**Texto da página:**
◆ ◆ ◆ ◆ ◆ ◆ ◆

A reprise de “Amigas & Rivais” também alcança mais audiência que a exibição de uma novela original do SBT, “Amor e Revolução”. Qualidade da sua novela ou problema da outra?
Não assisto a novela do Tiago. Não cabe a mim analisar a novela dele. Já deve ter profissionais do SBT fazendo isso e ele próprio deve ter autocrítica. Ninguém joga para perder. Teve carta branca, verba e muita divulgação. Desejo que seja feliz.  Só posso falar de “Amigas e Rivais”: é muito gostosa de assistir! Tem muita qualidade. A trama tem um forte apelo emocional. Trato de relações familiares. Espiritualidade. É novela para a família assistir com o coração apertado. Um folhetim rasgado. Mas, se for preciso escrever outro remake, encaro. Acredito que a volta de “Amigas e Rivais”, com audiência bacana, deu um novo oxigênio às minhas pretensões. Trouxe luz para o meu trabalho. Adoro escrever programa de humor. Não quero abandonar. Mas a dramaturgia está no sangue. No coração. Na alma.

Você já comentou que a novela mudou de horário nove vezes. O SBT não é sério? A emissora sabe fazer novelas?
O SBT já produziu tramas excelentes. Sabe fazer novelas e há de produzir muito ainda. Torço com todo meu amor por eles. É uma TV deliciosa para se trabalhar. Fui muito feliz e bem tratada lá. Há profissionais competentes, inspirados, criativos, de altíssimo nível nos bastidores. Gente que não aparece, que trabalha como formiga, no dia a dia sem glamour. Mas há um ensinamento do Boni: “TV é hábito”. “Amigas e Rivais” trocou de horário nove vezes. Sem chamadas para os novos horários. Nos últimos meses, enfrentamos os capítulos finais de “Paraíso Tropical”, e o início de “Duas Caras”, na Globo. “Amigas e Rivais” seria uma novela das 7. Perfis, trama “amaciada”, e diálogos para às 7. Não era uma concorrência justa. Um fator importante para a boa audiência é a grade fixa. O SBT amadureceu.  O público se sente confortável em saber que, naquela hora, a novela vai estar no ar. A pessoa não vai para a escola, para o trabalho, cada dia num horário. Tem de haver disciplina. Na TV é igual. Brasileiro ama folhetim. Temos as melhores novelas do mundo, atores magníficos, e muita garra.

◆ ◆ ◆ ◆ ◆ ◆ ◆

**O que se pede:** Liste os títulos de todas as novelas mencionadas na entrevista acima.

**Dados brutos:**

◆ ◆ ◆ ◆ ◆ ◆ ◆

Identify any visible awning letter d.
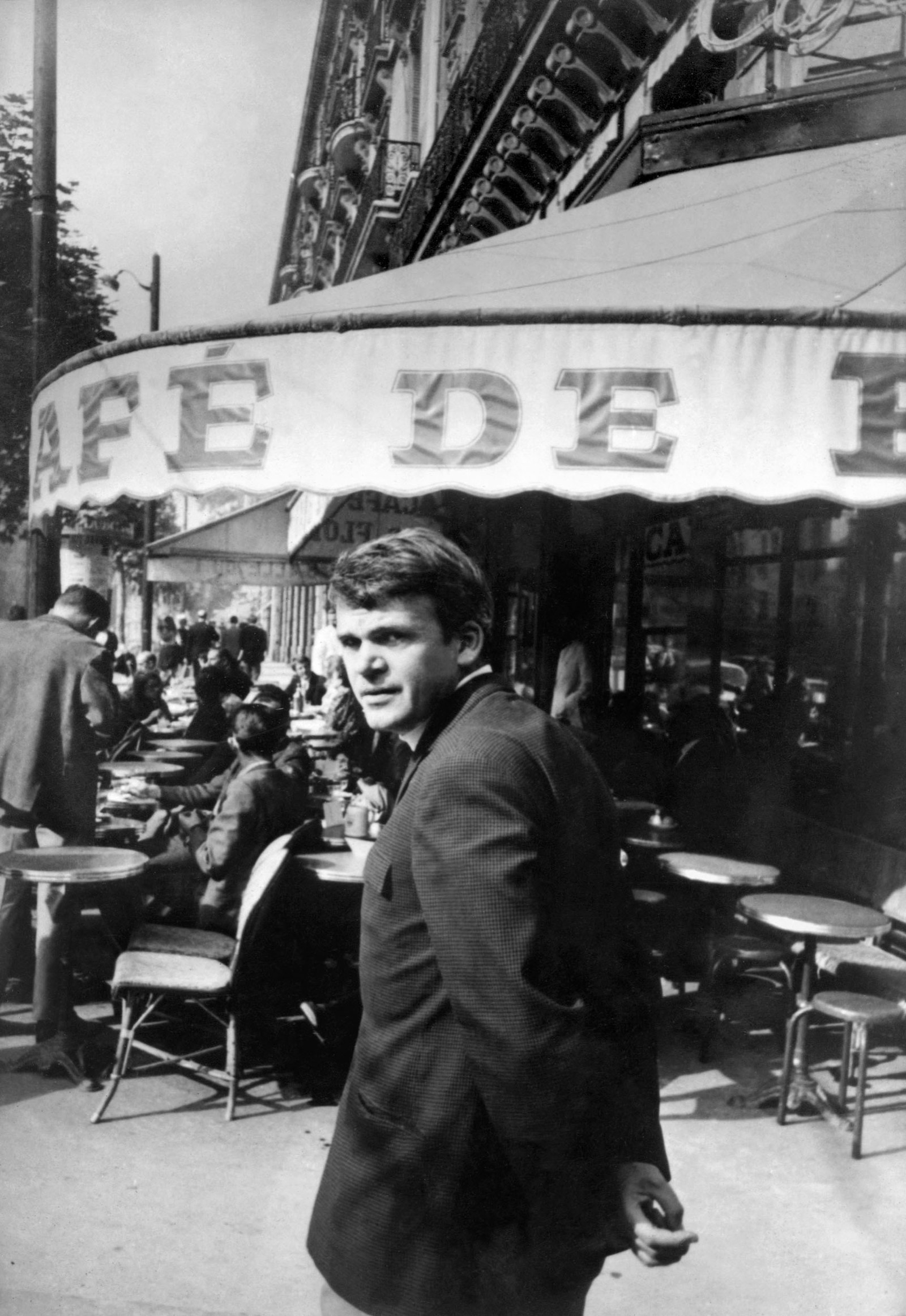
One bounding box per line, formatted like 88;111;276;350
391;370;522;467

◆ ◆ ◆ ◆ ◆ ◆ ◆

**Resolução do exercício:**
Amigas e Rivais
Amor e Revolução
Paraíso Tropical
Duas Caras